Alexander von Humboldt als Sammler: „Ich will nie etwas besitzen“

Alexander von Humboldt war ein Sammler ohne Sammlung. Er wollte fremde Kulturen im Museum am Leben erhalten - stieß aber auf den Widerstand seiner Zeitgenossen.

Alexander von Humboldt, der sich für alles interessierte, interessierte sich nicht für Kakteen. Er interessierte sich auch nicht für die „Intendantur“ der Berliner Museen, wie er sie nannte: Den angesehenen Posten lehnte er mehrmals ab. Nicht, dass Museen und Sammlungen ihn kalt gelassen hätten. Im Gegenteil. Ihm widerstrebte aber zeitlebens die Vorstellung, als Kulturfunktionär zu fungieren, das ist bekannt und auch sympathisch. Ebenso bekannt ist sein Verzicht auf den Aufbau einer eigenen, privaten Sammlung: „Ich will nie etwas besitzen“, schrieb er 32-jährig aus Havanna an einen Berliner Freund, dem er im selben Atemzug versprach, ihm „alle, alle“ seine in Amerika gesammelten Pflanzen zu schenken. Trotz seinen vielen intensiven Freundschaften mit bildenden Künstlern hatte der Naturforscher auch keine nennenswerte Kunstsammlung. Kulturbesitz war Humboldts Sache nicht.

Datensätze:

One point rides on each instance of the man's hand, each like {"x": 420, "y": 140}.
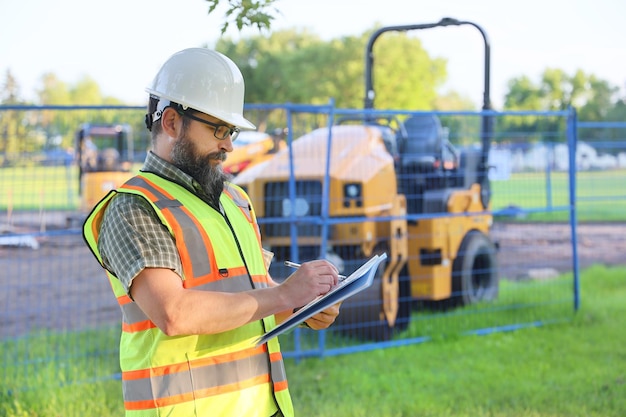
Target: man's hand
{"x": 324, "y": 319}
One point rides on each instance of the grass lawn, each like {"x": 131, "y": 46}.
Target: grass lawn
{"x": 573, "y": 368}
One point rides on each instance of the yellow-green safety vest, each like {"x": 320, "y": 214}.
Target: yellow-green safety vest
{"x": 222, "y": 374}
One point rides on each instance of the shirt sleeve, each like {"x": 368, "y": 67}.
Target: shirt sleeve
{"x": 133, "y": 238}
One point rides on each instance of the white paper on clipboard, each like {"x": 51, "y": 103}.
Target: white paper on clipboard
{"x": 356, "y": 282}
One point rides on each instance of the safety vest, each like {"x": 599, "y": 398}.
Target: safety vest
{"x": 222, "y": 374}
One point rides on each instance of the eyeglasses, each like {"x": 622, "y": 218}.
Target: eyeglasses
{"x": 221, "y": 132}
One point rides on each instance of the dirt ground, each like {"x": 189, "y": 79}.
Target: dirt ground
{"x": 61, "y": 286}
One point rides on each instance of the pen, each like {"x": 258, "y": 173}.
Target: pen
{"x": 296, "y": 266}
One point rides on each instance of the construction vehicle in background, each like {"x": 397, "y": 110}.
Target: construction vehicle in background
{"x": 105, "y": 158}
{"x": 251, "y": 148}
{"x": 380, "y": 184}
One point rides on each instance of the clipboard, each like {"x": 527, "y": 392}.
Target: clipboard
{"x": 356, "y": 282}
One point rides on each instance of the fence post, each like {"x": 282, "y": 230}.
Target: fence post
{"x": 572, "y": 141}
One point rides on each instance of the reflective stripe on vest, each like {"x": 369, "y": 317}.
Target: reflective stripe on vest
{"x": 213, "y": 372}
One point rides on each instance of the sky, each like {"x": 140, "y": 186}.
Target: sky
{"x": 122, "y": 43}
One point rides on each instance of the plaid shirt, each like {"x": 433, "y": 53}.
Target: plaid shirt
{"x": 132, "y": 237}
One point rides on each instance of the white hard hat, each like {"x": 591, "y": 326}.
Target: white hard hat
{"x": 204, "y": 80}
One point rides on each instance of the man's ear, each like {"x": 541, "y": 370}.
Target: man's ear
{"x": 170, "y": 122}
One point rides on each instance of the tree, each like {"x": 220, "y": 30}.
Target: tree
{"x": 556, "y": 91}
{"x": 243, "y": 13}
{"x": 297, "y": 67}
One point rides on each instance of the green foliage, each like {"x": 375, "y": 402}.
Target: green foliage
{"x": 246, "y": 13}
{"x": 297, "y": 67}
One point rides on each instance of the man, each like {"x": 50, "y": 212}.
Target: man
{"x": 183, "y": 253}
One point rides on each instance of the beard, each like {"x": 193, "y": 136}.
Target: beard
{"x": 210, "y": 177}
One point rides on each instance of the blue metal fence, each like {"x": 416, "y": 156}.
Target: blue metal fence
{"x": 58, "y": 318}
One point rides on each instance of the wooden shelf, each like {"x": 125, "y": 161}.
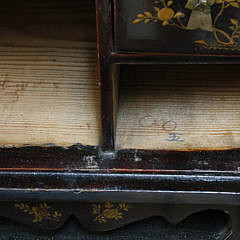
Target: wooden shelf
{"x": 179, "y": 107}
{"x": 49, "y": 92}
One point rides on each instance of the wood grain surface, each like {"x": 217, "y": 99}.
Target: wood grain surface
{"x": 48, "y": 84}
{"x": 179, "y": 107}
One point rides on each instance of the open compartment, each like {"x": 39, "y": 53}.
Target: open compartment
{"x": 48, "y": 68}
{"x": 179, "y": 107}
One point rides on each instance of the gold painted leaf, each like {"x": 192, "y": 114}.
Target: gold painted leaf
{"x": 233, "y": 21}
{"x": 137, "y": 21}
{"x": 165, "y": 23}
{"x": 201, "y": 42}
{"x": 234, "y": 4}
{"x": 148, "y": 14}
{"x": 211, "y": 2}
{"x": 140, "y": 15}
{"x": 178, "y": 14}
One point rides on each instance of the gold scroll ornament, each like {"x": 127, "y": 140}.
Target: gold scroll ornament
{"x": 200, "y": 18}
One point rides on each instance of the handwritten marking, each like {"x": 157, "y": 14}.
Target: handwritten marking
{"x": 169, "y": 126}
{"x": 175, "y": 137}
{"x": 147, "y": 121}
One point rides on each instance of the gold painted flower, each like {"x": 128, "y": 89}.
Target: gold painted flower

ZU ERLEDIGENDE AUFGABE: Gib aus dem Text über Humboldt als Sammler einen Abschnitt wortgetreu aus: Setze bei den Worten „Alexander von Humboldt war“ ein und ende nach den Worten „Widerstand seiner Zeitgenossen.“. Die Einträge sind für die Bearbeitung ohne Belang.

BEARBEITETE AUFGABE:
Alexander von Humboldt war ein Sammler ohne Sammlung. Er wollte fremde Kulturen im Museum am Leben erhalten - stieß aber auf den Widerstand seiner Zeitgenossen.